Data for analysis —
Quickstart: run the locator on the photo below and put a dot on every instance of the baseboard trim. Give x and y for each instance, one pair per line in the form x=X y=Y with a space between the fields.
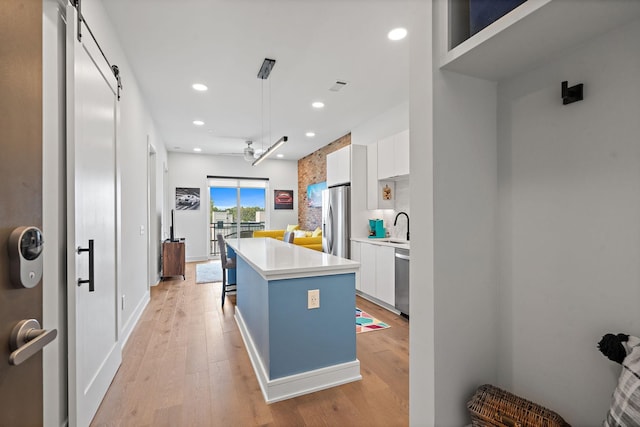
x=127 y=329
x=298 y=384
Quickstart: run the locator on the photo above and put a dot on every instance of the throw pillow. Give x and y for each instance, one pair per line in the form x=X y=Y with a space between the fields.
x=624 y=410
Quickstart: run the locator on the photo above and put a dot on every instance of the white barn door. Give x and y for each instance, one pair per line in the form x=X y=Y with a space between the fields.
x=94 y=349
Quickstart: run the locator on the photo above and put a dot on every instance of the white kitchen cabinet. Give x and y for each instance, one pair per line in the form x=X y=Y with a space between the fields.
x=385 y=274
x=368 y=269
x=386 y=166
x=339 y=167
x=377 y=272
x=355 y=256
x=393 y=156
x=380 y=194
x=401 y=159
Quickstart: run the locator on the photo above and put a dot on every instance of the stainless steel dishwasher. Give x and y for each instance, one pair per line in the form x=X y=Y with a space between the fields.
x=402 y=281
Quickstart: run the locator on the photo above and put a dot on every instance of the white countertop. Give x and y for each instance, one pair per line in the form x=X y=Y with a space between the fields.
x=274 y=259
x=387 y=241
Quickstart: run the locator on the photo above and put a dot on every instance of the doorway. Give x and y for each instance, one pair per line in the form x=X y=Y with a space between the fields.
x=237 y=207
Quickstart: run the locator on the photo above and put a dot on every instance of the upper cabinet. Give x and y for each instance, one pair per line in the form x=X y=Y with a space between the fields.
x=345 y=164
x=393 y=156
x=526 y=36
x=339 y=167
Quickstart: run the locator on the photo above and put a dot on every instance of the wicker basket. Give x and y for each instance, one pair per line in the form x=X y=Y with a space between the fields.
x=492 y=406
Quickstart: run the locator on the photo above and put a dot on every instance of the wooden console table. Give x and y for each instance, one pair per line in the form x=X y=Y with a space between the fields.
x=173 y=262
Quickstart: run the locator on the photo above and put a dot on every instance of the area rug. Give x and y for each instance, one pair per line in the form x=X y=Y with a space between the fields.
x=209 y=272
x=366 y=322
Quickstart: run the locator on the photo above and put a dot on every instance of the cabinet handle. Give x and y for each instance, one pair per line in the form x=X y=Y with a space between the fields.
x=27 y=339
x=90 y=280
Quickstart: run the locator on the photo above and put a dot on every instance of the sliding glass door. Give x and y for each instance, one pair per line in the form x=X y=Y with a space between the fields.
x=237 y=208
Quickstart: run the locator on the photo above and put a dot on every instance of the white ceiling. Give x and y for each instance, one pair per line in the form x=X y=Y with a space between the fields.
x=222 y=43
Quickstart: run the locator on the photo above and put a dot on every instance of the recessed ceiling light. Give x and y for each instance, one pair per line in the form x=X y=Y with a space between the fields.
x=397 y=34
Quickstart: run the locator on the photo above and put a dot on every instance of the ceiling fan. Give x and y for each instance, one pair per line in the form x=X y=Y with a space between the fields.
x=248 y=153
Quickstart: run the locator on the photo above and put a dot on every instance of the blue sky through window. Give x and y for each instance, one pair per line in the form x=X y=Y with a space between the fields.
x=225 y=198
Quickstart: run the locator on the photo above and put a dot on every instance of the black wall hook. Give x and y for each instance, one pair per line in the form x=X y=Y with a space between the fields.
x=571 y=94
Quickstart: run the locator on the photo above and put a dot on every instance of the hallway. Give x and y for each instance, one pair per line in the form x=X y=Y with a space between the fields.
x=185 y=365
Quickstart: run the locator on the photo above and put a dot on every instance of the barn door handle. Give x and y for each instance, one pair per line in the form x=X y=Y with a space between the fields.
x=90 y=279
x=27 y=339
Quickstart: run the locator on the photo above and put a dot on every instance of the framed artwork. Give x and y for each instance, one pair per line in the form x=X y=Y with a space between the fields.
x=187 y=199
x=314 y=194
x=283 y=199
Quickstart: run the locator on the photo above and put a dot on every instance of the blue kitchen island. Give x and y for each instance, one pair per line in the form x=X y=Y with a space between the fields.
x=295 y=350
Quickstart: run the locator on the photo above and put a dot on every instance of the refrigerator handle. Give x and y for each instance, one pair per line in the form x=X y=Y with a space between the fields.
x=330 y=235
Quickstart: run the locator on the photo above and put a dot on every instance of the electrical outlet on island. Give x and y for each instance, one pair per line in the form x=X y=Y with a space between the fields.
x=313 y=298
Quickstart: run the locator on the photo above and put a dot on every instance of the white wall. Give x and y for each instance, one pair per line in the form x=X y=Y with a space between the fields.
x=465 y=199
x=421 y=285
x=135 y=127
x=569 y=224
x=191 y=170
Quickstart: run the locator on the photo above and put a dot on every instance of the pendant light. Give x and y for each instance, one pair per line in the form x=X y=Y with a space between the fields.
x=263 y=74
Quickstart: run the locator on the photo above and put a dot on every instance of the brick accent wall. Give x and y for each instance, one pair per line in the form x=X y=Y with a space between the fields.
x=312 y=169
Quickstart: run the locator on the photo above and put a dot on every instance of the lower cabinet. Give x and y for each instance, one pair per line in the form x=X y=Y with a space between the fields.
x=355 y=256
x=377 y=271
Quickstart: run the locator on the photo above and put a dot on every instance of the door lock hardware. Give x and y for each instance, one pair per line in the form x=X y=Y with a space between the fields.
x=90 y=279
x=27 y=339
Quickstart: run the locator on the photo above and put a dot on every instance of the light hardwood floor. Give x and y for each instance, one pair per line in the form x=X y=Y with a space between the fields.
x=185 y=365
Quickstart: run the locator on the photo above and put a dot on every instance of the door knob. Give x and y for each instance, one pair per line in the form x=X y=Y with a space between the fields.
x=27 y=339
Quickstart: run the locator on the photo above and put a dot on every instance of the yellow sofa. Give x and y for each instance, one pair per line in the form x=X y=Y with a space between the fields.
x=307 y=242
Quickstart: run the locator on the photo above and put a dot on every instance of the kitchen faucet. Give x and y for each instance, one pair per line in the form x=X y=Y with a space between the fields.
x=395 y=221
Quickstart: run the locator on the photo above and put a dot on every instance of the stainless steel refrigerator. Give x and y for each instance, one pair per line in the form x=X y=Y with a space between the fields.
x=336 y=221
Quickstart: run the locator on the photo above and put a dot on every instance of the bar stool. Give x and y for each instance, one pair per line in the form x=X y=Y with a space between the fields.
x=226 y=265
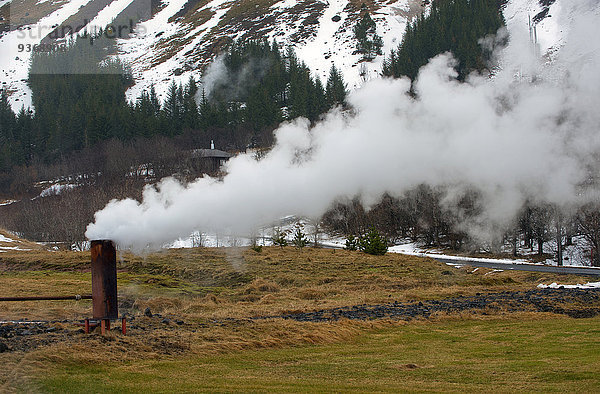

How to complete this task —
Every record above must be copied exactly, and no picture may appear in the copy.

Answer —
Quickstart: run the locator on the photo below and put a dot on every instance of the baseboard trim. Give x and y for each instance, one pair per line in the form x=X y=Y with a space between the fields.
x=127 y=329
x=298 y=384
Quickstart: run the locator on the photo above and put a dot on every instance of the throw pillow. Give x and y for each instance, one pair per line in the form x=X y=Y with a space between the fields.
x=624 y=410
Quickstart: run the locator on the photo above and put a dot on every instance of the white barn door. Give x and y for each instance, one pair per line in the form x=X y=Y with a space between the fields.
x=94 y=349
Quickstart: run the locator on the photo above and put a dot on every instance of the white kitchen cabinet. Give x and y for each instance, one pair per line in the form x=X y=Y with a space between the fields.
x=385 y=274
x=368 y=269
x=386 y=166
x=339 y=167
x=377 y=272
x=355 y=256
x=393 y=156
x=380 y=194
x=401 y=159
Quickstart: run the locator on the photo above and put a dot on every instance of the stainless steel dishwasher. Give x and y for each instance, one pair per line in the form x=X y=Y with a space between the fields.
x=402 y=281
Quickstart: run the locator on the photo above and put a dot on every instance of the white countertop. Give x and y for each instance, one pair per line in the form x=X y=Y with a space between the fields.
x=274 y=259
x=387 y=241
Quickstart: run the locator on the photo above and put a dot on every instance of the doorway. Give x and y for each instance, one pair per line in the form x=X y=Y with a space between the fields.
x=237 y=207
Quickstart: run the locator on the photo above and put a dot on every instance of the upper cabinet. Give x and y for each instance, one pair per line in the form x=X y=Y with a space between the fields.
x=345 y=164
x=393 y=156
x=526 y=36
x=339 y=167
Quickstart: run the locator on the photo above and put a dot on every instance of the wicker basket. Give x and y for each instance, one pair per line in the form x=X y=Y with a space between the fields.
x=492 y=406
Quickstart: run the locator on the photo above and put a dot on every instance of the wooden console table. Give x and y for each instance, one pair per line in the form x=X y=Y with a space between the fields.
x=173 y=262
Quickstart: run the locator on the photo above and put a dot on every instance of the area rug. Give x and y for each instance, one pair per line in the form x=X y=Y with a space between the fields.
x=209 y=272
x=366 y=322
Quickstart: run the locator on the photo above and put a dot on every instance of the cabinet handle. Give x and y for each instance, one pair per line in the form x=X y=Y with a space between the fields.
x=27 y=339
x=90 y=280
Quickstart: run the locator on the photo above and put a dot on every instance of the sliding glass door. Give x and y for each instance, one pair per line in the form x=X y=Y with a space between the fields.
x=237 y=208
Quickstart: run the locator on the photo above and put a dot on every instance of the white ceiling. Give x and y for each instance, one pair per line in the form x=X y=Y with a space between the fields.
x=222 y=43
Quickstart: run the locator on the photo above and put a dot on every instance of the recessed ceiling light. Give x and y for each instance, one pair per line in the form x=X y=Y with a space between the fields.
x=397 y=34
Quickstart: run the locator on the photo above and put a dot on every instance of the ceiling fan. Give x and y for each instance, one pair per line in the form x=X y=Y with a space between the fields.
x=248 y=153
Quickstart: run the locator on the photo above and put a dot on every instance of the blue sky through window. Give x and y for each instance, one pair per line in the form x=X y=Y with a space between the fields.
x=225 y=198
Quickstart: run the locator on the photo above and put a dot on every instance of the black wall hook. Give x and y for each instance, one pair per line in the form x=X y=Y with a space between the fields.
x=571 y=94
Quickstart: run the locator on the photo above and put a dot on every instance of the hallway. Give x and y for each instance, one pair per line in the form x=X y=Y with a space between the fields.
x=185 y=365
Quickstart: run the locator on the photo above and put a dot on every instance of the barn door handle. Give x and y for each instance, one pair per line in the form x=X y=Y with a space between the fields.
x=90 y=279
x=27 y=339
Quickstart: run the locator on the photo above and put a dot on every instance of the framed artwork. Give x and y for each instance, one pair per line in the form x=X y=Y with a space between the fields.
x=187 y=199
x=314 y=194
x=283 y=199
Quickstart: run the locator on the photo above and put a dot on every instance of the blue kitchen island. Give x and y for each instance, one pair per line in the form x=X y=Y with a space between the fields.
x=295 y=350
Quickstart: run the locator on the photo above and put a dot on every instance of the refrigerator handle. Give x and y for each instance, one pair per line in the form x=X y=Y with a space between the fields.
x=330 y=235
Quickstart: run the locator on the photo above and put a dot on every instance of the electrical outlet on island. Give x and y for each instance, one pair per line in the form x=X y=Y with a space between the fields.
x=313 y=298
Quickstart: run the locator on the photo above and put a dot on every instance of the white wall. Give x and y for each instance, one pair per line in the form x=X y=Y with a space between the fields.
x=465 y=199
x=421 y=285
x=135 y=127
x=569 y=224
x=191 y=170
Quickstart: run the locator on the photo above and put a dot on every instance of the pendant light. Give x and y for each instance, one pair per line in the form x=X y=Y with a space between the fields.
x=263 y=74
Quickstart: run the locator on the photo above and put a dot on every instance of the brick accent wall. Give x and y for each instance, one pair per line in the form x=X y=Y with a space between the fields.
x=312 y=169
Quickstart: run the locator on the photo above and put a dot on every instance of the lower cabinet. Give x and y for each instance, one pair per line in the form x=X y=Y with a space between the fields.
x=355 y=256
x=377 y=271
Quickstart: run the locator on the photo above and put a dot on every instance of the door lock hardware. Give x and y for each instance, one pair per line in the form x=X y=Y with a space between the fields.
x=90 y=279
x=27 y=339
Quickstart: run the locator on the photo above and put a dot on every instance of the light hardwood floor. Give x and y for each instance, one pair per line in the form x=X y=Y with a space between the fields.
x=185 y=365
Quickstart: run the locator on the photo above and put a dot on every instance of the door knob. Give x and y for each instance, one pair per line in the form x=X y=Y with a space between the fields.
x=27 y=339
Quickstart: run the locator on the photo above and put a dot on every instance of the yellow sofa. Give x and y for each instance, one pair per line in the form x=X y=Y with a space between the fields.
x=307 y=242
Quickstart: run the locator on the photo above and put a dot on every instance of the kitchen faucet. Give x and y for each instance, one pair per line in the form x=X y=Y with a space between the fields.
x=395 y=221
Quickstart: run the locator on the photo above and put a dot on every instance of the stainless steel refrigerator. Give x and y for each instance, one pair per line in the form x=X y=Y with a space between the fields.
x=336 y=221
Quickstart: run the locator on the photo above and put a dot on every instance of the bar stool. Give x and y for each instance, one pair per line in the form x=X y=Y with a space between the fields.
x=226 y=265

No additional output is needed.